YOUR GOAL — Transcribe all the records with complete accuracy.

┌──

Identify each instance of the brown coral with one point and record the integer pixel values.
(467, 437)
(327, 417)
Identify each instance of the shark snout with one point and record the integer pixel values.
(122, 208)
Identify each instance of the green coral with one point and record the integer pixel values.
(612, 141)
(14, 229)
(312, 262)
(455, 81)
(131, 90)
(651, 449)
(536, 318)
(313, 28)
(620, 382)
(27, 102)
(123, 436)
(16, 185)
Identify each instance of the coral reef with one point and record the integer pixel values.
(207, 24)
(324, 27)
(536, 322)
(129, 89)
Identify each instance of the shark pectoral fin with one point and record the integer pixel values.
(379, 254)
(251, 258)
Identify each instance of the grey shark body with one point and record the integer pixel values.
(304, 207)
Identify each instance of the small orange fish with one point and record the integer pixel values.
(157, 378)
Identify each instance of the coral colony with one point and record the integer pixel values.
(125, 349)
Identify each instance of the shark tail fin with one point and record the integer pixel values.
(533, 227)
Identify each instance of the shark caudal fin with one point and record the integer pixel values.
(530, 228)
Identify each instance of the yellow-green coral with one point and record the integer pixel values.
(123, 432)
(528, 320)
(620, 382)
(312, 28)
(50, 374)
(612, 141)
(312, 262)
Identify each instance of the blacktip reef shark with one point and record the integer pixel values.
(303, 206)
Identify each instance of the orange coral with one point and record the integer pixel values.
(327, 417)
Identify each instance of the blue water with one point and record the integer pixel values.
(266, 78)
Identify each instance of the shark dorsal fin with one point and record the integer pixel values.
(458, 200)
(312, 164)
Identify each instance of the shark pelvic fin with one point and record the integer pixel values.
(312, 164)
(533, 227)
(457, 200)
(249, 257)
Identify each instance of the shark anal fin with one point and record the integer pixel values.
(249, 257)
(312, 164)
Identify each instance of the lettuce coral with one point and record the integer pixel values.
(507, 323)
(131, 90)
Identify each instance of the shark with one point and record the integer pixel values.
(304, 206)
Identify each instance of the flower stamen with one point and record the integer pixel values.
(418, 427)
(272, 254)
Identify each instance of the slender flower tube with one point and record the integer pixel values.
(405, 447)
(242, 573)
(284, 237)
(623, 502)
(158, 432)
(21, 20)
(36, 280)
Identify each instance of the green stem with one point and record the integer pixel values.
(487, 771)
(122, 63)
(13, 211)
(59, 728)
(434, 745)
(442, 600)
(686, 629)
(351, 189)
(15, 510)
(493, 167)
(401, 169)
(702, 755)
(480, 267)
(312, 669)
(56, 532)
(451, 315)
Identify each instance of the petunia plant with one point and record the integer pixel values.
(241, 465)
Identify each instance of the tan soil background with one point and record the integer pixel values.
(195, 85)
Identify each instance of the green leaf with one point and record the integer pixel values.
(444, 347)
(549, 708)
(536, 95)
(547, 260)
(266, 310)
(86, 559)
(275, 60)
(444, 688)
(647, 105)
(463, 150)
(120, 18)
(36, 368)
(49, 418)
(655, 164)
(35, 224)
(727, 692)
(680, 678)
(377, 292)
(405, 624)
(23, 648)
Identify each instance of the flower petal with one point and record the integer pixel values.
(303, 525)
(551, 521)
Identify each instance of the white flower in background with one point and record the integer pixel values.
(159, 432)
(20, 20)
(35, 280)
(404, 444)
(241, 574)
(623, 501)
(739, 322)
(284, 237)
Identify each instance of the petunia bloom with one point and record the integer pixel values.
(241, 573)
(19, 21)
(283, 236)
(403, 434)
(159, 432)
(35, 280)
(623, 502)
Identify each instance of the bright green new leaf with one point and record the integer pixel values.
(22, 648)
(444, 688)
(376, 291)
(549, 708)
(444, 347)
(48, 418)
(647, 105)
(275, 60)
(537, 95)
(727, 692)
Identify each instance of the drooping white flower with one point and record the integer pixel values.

└──

FINISHED ANSWER —
Identify each instance of the brown coral with one point and record the integer pixel values.
(467, 437)
(327, 417)
Identify each instance of the shark snout with one point and record the integer pixel values.
(122, 208)
Identify each instance of the green coral with one point and record the integer pixel values.
(612, 141)
(14, 229)
(312, 262)
(455, 81)
(131, 90)
(651, 449)
(536, 318)
(313, 28)
(620, 382)
(27, 102)
(123, 436)
(16, 185)
Identify each instance of the coral reef with one point and record the integer pixel values.
(207, 24)
(324, 27)
(536, 322)
(129, 89)
Identify each instance of the shark pectoral fin with one point and record the integer pixel values.
(379, 254)
(251, 258)
Identify each instance of the grey shark body with one point and record the integer pixel values.
(304, 207)
Identify each instance of the small orange fish with one point and record the integer pixel values.
(157, 378)
Identify each instance of the coral colony with one point and record the integer pixel values.
(125, 349)
Identify each instance of the shark tail fin with one point and record the integer pixel values.
(533, 227)
Identify each instance of the shark caudal fin with one point and record the integer pixel values.
(530, 228)
Identify each instance of the yellow-green coral with one point and record the integer pixel values.
(123, 432)
(528, 320)
(620, 382)
(312, 28)
(50, 374)
(612, 141)
(312, 262)
Identify each instance of the blacktip reef shark with one point and record the integer pixel values.
(303, 206)
Identify each instance of the orange coral with one point and record the integer pixel values.
(327, 417)
Identify each instance of the blue water with one point and record the integer pixel values.
(266, 78)
Identify each instance of the shark dorsal fin with one point and record the integer pixel values.
(458, 200)
(312, 164)
Identify each instance of the shark pelvic fin with one point and record the integer pixel values.
(312, 164)
(533, 227)
(457, 200)
(249, 257)
Identify each instance of the shark anal fin with one point and record the integer pixel values.
(249, 257)
(312, 164)
Identify each instance of the lettuce coral with one point and record the integer pixel values.
(507, 323)
(131, 90)
Identify each instance of the shark with one point and record the integer pixel values.
(304, 206)
Identify each instance of the flower stamen with one point and record the integer pixel values.
(418, 427)
(272, 254)
Identify each instance of the slender flower tube with one point and record the integer pixel values.
(405, 447)
(242, 573)
(284, 237)
(623, 502)
(158, 432)
(21, 20)
(36, 280)
Identify each instance of the green stem with one point and record the integer pixel values.
(487, 771)
(122, 63)
(13, 211)
(59, 728)
(434, 745)
(442, 600)
(686, 629)
(351, 189)
(15, 510)
(493, 167)
(401, 169)
(702, 755)
(480, 267)
(312, 669)
(56, 532)
(451, 315)
Identify each instance of the petunia plant with one point and record the integer pixel values.
(241, 465)
Identify each instance of the tan soil background with one point and record the integer pixel values.
(195, 85)
Identify each instance of the green leaf with one point and record the integer pixel values.
(444, 347)
(549, 708)
(536, 95)
(547, 260)
(266, 310)
(86, 559)
(275, 60)
(444, 688)
(647, 105)
(463, 150)
(120, 18)
(36, 368)
(49, 418)
(655, 164)
(35, 224)
(727, 692)
(680, 678)
(377, 292)
(405, 624)
(23, 648)
Identify each instance of the flower petal with one point and record the integer pixel values.
(303, 525)
(551, 521)
Identify each instance of the white flower in background with one point and record the integer pixel values.
(159, 432)
(20, 20)
(35, 280)
(404, 444)
(241, 574)
(623, 501)
(739, 322)
(284, 237)
Identify each instance of the petunia bloom with one point and record the integer pixel values.
(241, 573)
(19, 21)
(283, 236)
(403, 434)
(159, 432)
(35, 280)
(623, 502)
Identify each instance of the bright green new leaf with one point and record the integer pixel values.
(22, 648)
(444, 688)
(376, 291)
(549, 708)
(444, 347)
(48, 418)
(647, 105)
(275, 60)
(537, 95)
(727, 692)
Identify each instance of the drooping white flower with one point and record the integer pixel values.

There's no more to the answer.